Mr Lu, based in Wuhan City, is a beneficiary of the technology. Having lost both his legs in a work-related injury in his youth, he initially used traditionally-manufactured prosthetic legs. His first prostheses had two major drawbacks – they were heavy and airtight, causing perspiration and itchiness when walking.
To address Mr Lu’s issues, the team at HRATC successfully designed new prosthetic legs with Geomagic Freeform . “I used to feel like a burden to my family. Since wearing the additive manufactured assistive legs, I can do some of the household chores, such as grocery shopping, cooking, laundry and even carrying gas cylinders.” Lu said, “I once walked 2,500 meters. The technology has empowered people with disabilities like me.”
Mr Lu is just one of a multitude of patients that have benefited from HRATC’s forward-thinking approach to assistive device manufacturing. The center works in R&D, provision and distribution of prosthetic devices for people with disabilities and elderly patients. Since 2014, the center has taken the lead in exploring the application of additive manufacturing technology to make crus prostheses, spinal orthoses, and orthotics.
Conventionally, prostheses are made of leather, aluminum and other materials. The most common technology for fitting resin sockets, the device that joins the residual limb to the prosthesis, uses plaster bandages to create a mould for a duplicate of the limb. From start to finish, the process involves trimming, moulding and assembly with resin materials. The process is labor intensive and time-consuming and the end product is heavy and non-waterproof.
Additive manufacturing brought about a sea change in prosthetic device production, with massive improvements to fit and comfort. To implement this new technology, Wan Liu, Deputy Chief of the Technology and Quality Management Section at HRATC, and his coworkers first had to overcome a series of difficulties in manufacturing and material selection. They developed a series of 3D-printed rehabilitation aids with independent intellectual property rights, which are now available for patients. "We hope to design each piece of an assistive device as a work of art through Freeform. We will forge ahead with our patients towards a happy life," Liu said.

### Tasks and exercises
**a.** Reproduce word for word the part of the prosthetics passage that opens with the words containing "To address Mr" and closes with "orthoses, and orthotics.".
**b.** Render this sentence from the prosthetics passage in Spanish: "Conventionally, prostheses are made of leather, aluminum and other materials."
The entries after the prosthetics passage are not needed for any of this work.

### Available data

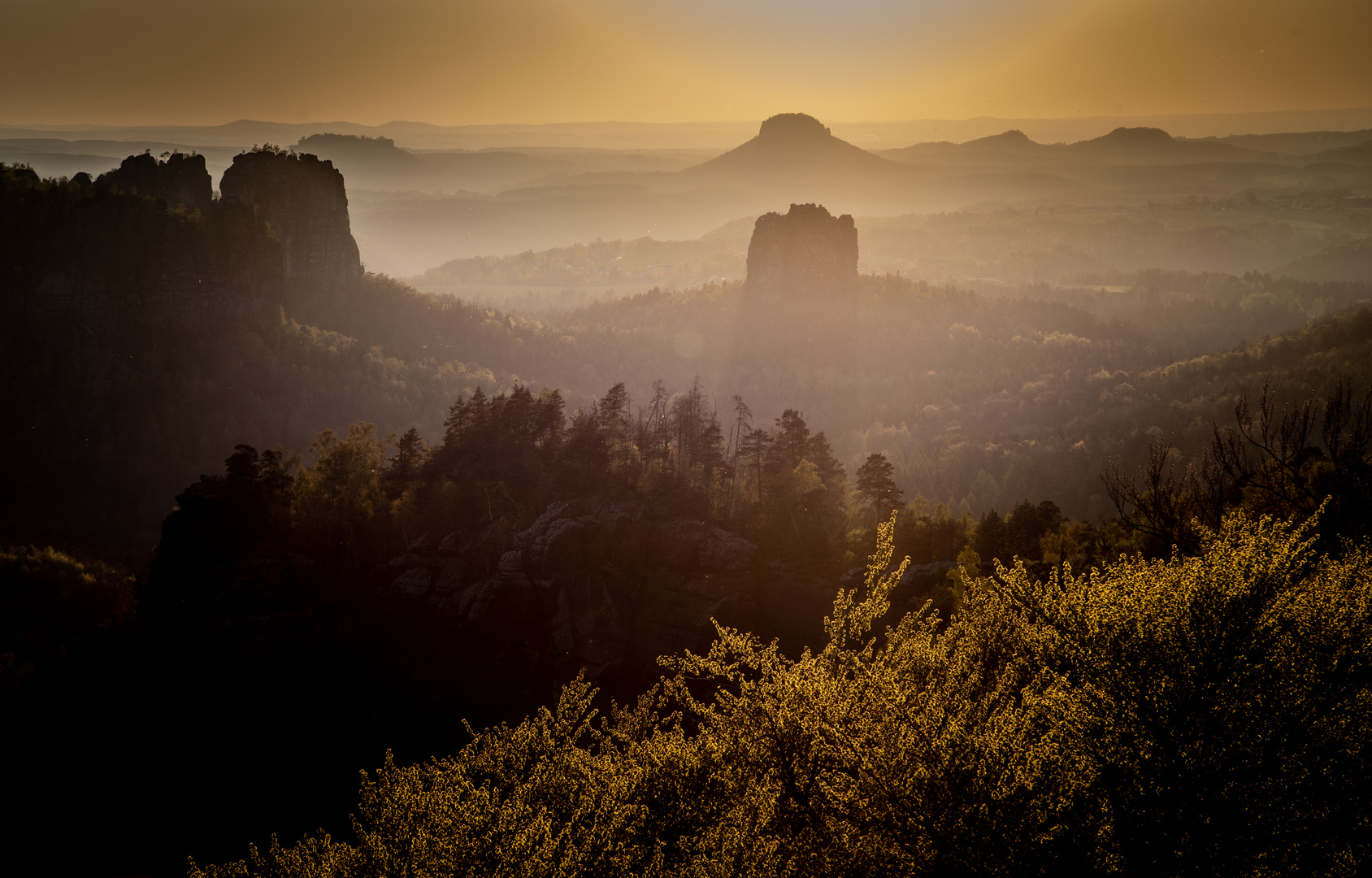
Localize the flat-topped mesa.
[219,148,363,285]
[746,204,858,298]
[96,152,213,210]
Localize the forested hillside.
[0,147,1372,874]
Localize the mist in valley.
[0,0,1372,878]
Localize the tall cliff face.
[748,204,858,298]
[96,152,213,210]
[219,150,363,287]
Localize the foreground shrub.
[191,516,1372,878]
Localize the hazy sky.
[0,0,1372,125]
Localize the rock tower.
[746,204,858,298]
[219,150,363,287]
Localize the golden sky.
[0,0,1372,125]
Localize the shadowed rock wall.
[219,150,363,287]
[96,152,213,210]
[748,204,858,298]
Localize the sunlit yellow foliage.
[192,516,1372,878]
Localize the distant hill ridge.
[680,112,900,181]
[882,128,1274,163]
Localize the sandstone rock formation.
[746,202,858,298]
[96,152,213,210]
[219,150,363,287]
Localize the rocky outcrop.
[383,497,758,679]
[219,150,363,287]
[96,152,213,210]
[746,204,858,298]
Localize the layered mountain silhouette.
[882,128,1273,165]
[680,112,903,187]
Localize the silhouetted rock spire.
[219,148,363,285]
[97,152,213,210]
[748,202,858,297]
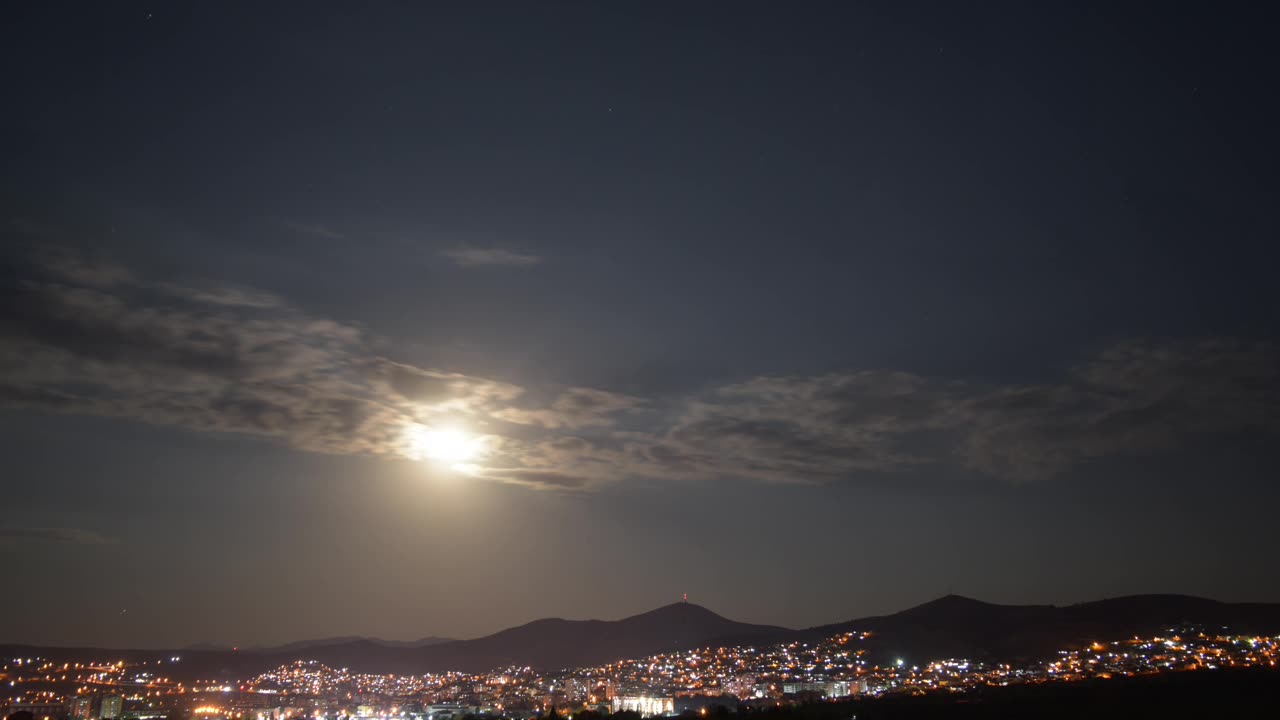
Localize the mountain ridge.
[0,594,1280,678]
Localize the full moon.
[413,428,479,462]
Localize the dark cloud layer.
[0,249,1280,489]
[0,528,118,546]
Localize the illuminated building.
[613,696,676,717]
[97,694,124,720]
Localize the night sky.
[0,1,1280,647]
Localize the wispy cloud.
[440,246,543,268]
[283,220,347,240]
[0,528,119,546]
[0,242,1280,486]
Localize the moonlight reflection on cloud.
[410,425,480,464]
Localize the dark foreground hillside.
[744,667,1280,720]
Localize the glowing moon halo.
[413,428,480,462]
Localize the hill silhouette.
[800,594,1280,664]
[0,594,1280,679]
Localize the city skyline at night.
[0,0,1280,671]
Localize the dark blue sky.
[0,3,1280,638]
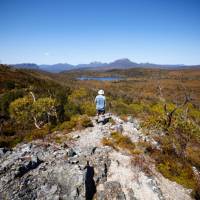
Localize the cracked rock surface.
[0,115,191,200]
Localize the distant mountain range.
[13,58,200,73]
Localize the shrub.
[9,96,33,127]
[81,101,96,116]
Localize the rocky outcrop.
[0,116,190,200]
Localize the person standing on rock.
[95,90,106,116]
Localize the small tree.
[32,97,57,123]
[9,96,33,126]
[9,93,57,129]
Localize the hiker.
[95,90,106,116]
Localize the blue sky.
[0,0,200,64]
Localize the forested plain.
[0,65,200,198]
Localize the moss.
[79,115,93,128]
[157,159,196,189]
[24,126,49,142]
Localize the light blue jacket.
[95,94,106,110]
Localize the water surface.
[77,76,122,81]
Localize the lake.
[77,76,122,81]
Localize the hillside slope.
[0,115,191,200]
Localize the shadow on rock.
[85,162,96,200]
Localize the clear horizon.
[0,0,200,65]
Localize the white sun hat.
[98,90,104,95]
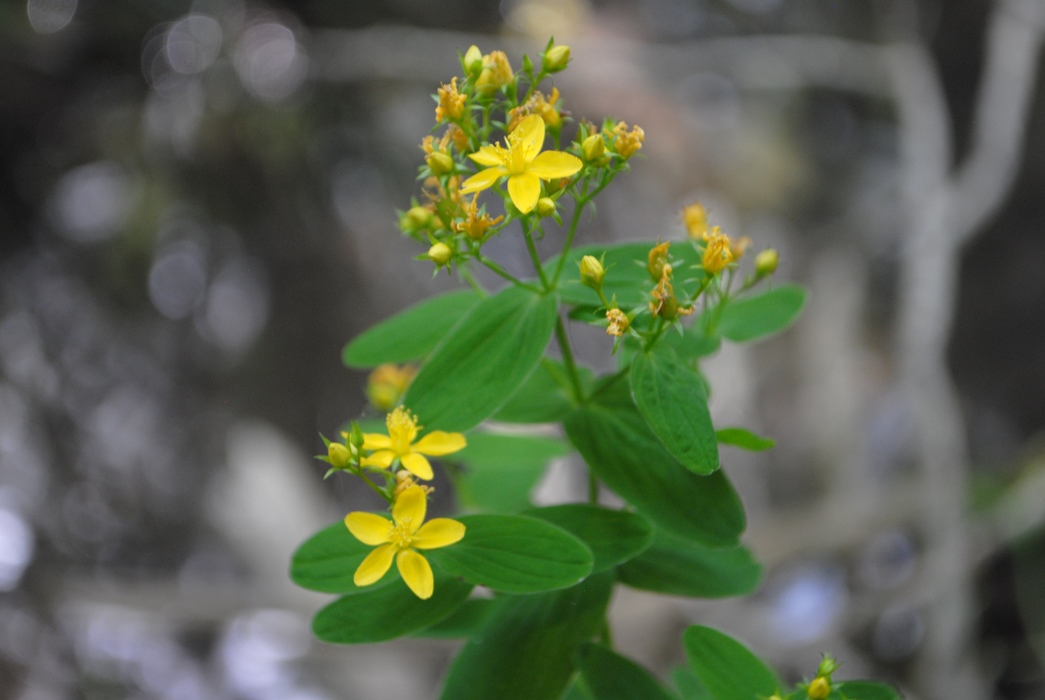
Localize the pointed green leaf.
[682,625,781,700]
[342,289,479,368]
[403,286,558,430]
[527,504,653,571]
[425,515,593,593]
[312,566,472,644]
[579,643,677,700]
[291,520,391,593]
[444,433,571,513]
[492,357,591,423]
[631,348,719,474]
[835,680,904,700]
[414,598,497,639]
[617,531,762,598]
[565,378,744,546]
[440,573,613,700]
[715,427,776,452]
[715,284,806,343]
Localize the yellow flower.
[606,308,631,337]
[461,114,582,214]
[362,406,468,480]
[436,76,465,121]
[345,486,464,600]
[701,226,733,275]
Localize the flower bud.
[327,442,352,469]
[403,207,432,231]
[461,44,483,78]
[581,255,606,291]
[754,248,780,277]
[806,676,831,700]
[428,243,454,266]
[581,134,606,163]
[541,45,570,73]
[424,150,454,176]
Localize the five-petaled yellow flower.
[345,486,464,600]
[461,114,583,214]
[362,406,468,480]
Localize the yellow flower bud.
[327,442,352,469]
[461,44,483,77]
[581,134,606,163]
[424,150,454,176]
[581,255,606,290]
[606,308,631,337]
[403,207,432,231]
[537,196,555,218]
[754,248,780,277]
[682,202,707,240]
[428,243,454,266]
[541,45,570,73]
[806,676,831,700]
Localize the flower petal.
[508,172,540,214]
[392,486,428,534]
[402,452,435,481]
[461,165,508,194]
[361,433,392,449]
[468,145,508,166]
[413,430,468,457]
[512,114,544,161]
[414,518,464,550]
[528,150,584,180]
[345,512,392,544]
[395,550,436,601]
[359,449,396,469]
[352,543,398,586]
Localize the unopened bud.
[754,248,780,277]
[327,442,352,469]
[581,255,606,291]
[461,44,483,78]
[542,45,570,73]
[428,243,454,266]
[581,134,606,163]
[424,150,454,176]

### Responses per task
**a.**
To address Mr Lu’s issues, the team at HRATC successfully designed new prosthetic legs with Geomagic Freeform . “I used to feel like a burden to my family. Since wearing the additive manufactured assistive legs, I can do some of the household chores, such as grocery shopping, cooking, laundry and even carrying gas cylinders.” Lu said, “I once walked 2,500 meters. The technology has empowered people with disabilities like me.”
Mr Lu is just one of a multitude of patients that have benefited from HRATC’s forward-thinking approach to assistive device manufacturing. The center works in R&D, provision and distribution of prosthetic devices for people with disabilities and elderly patients. Since 2014, the center has taken the lead in exploring the application of additive manufacturing technology to make crus prostheses, spinal orthoses, and orthotics.

**b.** Convencionalmente, las prótesis se fabrican con cuero, aluminio y otros materiales.